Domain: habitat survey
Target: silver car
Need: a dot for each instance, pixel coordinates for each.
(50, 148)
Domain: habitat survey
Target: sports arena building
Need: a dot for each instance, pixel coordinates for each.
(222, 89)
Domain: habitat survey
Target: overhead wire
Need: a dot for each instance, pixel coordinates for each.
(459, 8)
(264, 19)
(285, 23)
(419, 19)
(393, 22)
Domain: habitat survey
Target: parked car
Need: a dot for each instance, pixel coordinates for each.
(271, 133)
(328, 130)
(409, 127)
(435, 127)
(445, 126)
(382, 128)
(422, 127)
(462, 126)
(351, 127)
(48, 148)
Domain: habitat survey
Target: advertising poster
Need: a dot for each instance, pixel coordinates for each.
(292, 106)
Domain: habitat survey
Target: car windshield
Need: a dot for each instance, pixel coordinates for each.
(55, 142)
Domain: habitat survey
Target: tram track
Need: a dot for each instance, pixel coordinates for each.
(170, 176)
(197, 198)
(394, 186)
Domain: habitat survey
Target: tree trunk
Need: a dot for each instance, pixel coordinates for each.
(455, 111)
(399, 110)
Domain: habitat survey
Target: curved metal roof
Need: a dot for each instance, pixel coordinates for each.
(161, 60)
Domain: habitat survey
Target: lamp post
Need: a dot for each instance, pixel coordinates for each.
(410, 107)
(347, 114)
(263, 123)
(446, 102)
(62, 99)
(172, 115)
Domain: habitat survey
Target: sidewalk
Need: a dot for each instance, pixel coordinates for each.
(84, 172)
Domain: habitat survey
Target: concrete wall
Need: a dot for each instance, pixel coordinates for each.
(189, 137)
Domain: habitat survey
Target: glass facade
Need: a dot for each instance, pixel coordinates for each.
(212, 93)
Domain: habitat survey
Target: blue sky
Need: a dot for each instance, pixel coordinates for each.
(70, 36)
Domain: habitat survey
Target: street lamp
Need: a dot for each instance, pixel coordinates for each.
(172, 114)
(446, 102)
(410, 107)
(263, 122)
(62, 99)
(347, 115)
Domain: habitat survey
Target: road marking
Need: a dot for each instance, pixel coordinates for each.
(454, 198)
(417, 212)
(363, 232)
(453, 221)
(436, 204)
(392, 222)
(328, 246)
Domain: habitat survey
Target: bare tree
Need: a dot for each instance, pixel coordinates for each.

---+---

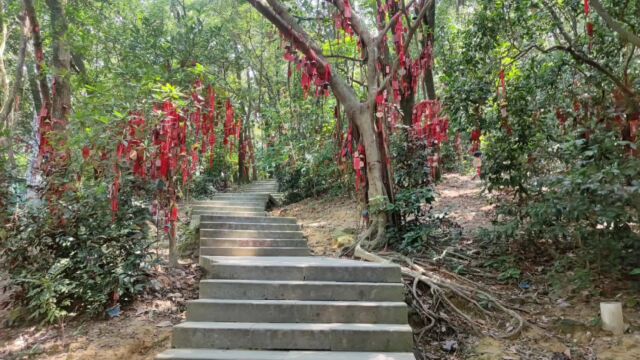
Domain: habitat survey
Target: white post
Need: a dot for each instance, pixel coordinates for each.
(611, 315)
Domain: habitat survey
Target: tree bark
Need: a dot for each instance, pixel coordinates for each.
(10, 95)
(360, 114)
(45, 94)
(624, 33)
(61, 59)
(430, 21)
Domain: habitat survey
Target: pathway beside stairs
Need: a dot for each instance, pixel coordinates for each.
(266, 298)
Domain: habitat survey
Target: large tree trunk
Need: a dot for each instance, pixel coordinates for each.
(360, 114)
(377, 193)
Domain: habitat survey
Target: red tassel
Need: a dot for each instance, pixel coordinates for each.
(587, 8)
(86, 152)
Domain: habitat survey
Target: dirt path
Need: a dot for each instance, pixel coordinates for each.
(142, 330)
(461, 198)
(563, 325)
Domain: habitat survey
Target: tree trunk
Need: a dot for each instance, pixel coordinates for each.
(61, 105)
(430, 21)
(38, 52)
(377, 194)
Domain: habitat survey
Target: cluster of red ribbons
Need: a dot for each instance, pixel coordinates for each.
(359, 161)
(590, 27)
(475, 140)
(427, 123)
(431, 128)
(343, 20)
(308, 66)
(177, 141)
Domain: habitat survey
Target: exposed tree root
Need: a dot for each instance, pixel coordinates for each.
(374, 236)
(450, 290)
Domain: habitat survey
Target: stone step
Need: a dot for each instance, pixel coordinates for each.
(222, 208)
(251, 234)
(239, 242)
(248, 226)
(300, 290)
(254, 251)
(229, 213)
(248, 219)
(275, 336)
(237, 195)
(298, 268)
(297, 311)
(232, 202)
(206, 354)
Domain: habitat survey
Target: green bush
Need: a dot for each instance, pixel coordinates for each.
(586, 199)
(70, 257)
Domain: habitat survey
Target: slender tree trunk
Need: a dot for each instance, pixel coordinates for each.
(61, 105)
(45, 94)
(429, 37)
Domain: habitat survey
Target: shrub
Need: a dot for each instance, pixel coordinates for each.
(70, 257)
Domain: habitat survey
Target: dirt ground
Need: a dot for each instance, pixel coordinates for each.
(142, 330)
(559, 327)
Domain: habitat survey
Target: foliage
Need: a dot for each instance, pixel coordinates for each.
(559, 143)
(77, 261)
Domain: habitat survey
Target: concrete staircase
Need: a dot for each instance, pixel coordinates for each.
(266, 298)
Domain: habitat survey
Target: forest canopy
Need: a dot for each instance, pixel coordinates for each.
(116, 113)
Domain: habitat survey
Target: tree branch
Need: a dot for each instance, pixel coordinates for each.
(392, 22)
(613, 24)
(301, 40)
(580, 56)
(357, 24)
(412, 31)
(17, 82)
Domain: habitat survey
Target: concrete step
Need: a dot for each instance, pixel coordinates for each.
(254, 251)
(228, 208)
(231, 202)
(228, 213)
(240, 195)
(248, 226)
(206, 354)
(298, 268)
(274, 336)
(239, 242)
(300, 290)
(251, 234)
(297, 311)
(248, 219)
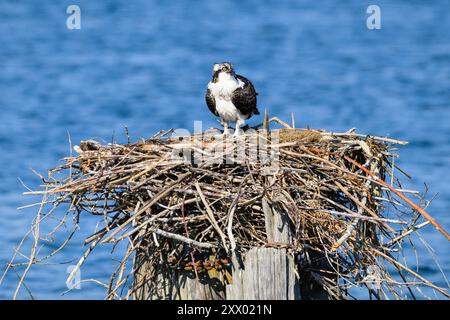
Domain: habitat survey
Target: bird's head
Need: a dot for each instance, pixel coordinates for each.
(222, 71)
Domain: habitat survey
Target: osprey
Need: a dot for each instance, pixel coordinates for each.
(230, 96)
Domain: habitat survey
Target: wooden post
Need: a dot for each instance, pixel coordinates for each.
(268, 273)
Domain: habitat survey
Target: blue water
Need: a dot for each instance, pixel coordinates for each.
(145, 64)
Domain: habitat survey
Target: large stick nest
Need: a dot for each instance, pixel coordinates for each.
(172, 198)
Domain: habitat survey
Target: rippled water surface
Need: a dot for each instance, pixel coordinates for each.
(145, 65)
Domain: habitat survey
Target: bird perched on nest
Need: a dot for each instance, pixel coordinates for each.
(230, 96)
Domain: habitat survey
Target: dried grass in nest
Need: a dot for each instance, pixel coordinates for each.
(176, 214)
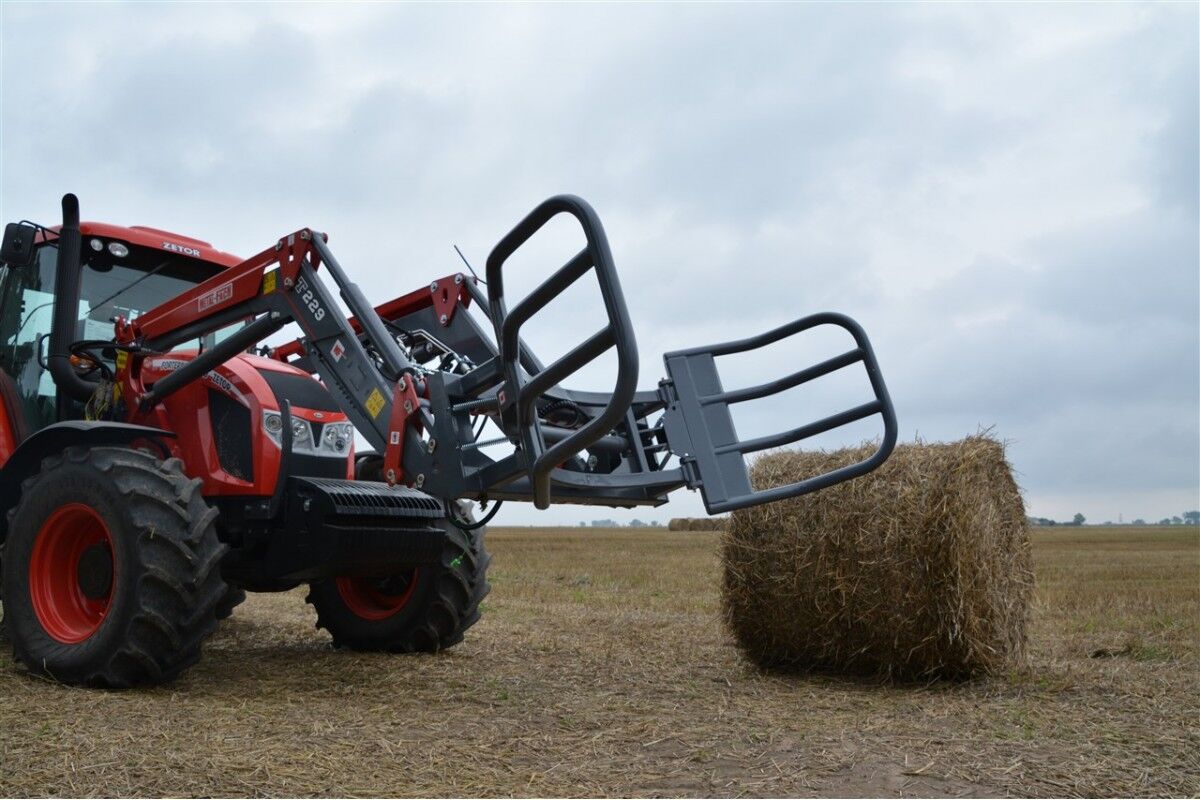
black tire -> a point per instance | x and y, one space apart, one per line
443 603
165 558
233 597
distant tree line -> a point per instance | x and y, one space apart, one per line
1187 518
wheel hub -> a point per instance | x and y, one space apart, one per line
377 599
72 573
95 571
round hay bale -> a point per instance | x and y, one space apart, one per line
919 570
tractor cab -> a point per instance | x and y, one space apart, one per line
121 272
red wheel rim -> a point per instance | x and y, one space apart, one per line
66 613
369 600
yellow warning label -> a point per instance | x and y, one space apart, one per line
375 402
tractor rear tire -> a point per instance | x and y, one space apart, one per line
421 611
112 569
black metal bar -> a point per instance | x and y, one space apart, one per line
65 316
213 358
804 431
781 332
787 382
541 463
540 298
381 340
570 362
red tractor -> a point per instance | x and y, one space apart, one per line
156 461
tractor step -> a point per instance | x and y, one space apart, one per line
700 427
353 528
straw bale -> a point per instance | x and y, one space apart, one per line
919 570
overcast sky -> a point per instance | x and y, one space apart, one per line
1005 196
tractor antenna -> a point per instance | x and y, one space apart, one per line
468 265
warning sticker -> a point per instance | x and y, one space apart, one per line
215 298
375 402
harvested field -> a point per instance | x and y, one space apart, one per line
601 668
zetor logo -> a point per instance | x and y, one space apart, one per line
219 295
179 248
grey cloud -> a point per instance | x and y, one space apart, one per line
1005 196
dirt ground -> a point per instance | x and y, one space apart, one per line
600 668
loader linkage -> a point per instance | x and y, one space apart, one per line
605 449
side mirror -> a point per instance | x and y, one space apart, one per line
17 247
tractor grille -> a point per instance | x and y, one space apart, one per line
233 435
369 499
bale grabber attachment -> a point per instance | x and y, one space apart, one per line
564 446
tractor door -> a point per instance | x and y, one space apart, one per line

---+---

:: The task ::
Which lines in the listing above contain the word "nest"? Pick out each of them in full, and treat the match as case-sensitive.

:: Result for this exercise ::
Target: large stick nest
Target: bird perched on nest
Target: dried grass in nest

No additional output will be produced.